→ **Brano estratto**
###

Categorie
Articoli

Introduzione al pensiero di Otto Kernberg

Il progetto fondamentale di Kernberg è stato di riunire insieme, in modo esaustivo e autenticamente integrato, gli aspetti principali della teoria tradizionale delle pulsioni e il modello strutturale di Freud, le teorie delle relazioni oggettuali della Klein e di Fairbain e la prospettiva evolutiva della psicologia dell’IO, in particolare il lavoro della Jacobson sulle forme patologiche dell’identificazione precoce. In termini più ampi i contributi di Kernberg sono tutti collocabili, e possono essere compresi correttamente, nel contesto di un’integrazione gerarchica di tre visioni molto diverse dello sviluppo dell’esperienza umana: quella di Freud, quella della Jacobson e della Mahler e quella della Klein.

Gli aspetti generali della prospettiva evolutiva Freudiana si basano sul fatto che noi nasciamo con una serie di pulsioni a base somatica, sessuali e aggressive, che si manifestano in sequenza nel corso della prima infanzia. Queste pulsioni raggiungono l’apice nella genitalità della fase edipica, in cui gli obiettivi incestuosi e parricidi sono vissuti come estremamente pericolosi. La mente si organizza e si struttura all’unico scopo di incanalare le pulsioni pericolose in modo da massimizzare le gratificazioni che procurano, tenendone contemporaneamente nascoste e/o deviandone le intenzioni antisociali.

Edith Jacobson, consolidando i contributi di molti autori della psicologia dell’IO, tra cui Marharet Mahler, sostenne che la nostra nascita psicologica non corrisponde con la nascita fisica. Un senso di identità individuale distinto e affidabile emerge soltanto gradualmente nel corso dei primi diciotto mesi di vita, a partire da una precedente modalità di esistenza in cui non c’é senso di sé indipendente, ma piuttosto una fusione simbiotica con la madre, così come l’ha concettualizzata la Mahler. La Jacobson era convinta che per un lungo periodo di tempo le capacità cognitive e le risorse fisiche della madre vengano vissute come se si trovassero all’interno del confin i del Sé del bambino. Soltanto gradualmente si articola un sé separato, nel corso del processo di separazione-individuazione, man mano che le capacità dell’IO del bambino maturano e si evolvono, rendendo possibile la differenziazione psicologica dalla madre.

###

→ **Materiale fornito**
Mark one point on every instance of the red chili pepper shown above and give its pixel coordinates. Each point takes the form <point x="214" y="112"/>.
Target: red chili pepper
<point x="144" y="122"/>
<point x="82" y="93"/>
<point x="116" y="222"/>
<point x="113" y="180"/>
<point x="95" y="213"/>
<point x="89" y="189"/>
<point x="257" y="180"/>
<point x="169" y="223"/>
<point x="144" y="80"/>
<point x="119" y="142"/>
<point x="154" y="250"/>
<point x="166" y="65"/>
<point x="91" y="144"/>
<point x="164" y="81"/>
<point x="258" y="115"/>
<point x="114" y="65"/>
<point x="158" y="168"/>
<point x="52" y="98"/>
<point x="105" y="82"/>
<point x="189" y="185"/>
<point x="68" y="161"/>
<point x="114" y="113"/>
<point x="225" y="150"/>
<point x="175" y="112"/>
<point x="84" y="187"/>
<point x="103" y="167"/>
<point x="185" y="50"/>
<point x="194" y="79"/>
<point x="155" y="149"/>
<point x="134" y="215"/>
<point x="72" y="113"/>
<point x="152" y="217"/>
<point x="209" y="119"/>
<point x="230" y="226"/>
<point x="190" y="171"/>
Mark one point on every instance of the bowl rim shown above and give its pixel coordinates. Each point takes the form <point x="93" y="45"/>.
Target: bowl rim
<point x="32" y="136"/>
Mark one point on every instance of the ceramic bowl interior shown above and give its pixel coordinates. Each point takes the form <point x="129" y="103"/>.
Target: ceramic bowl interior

###

Nel brano su Otto Kernberg, in quale periodo della vita emerge gradualmente, secondo la Jacobson, un senso di identità individuale distinto e affidabile? Per rispondere usa soltanto il brano, non i record.

Nel corso dei primi diciotto mesi di vita.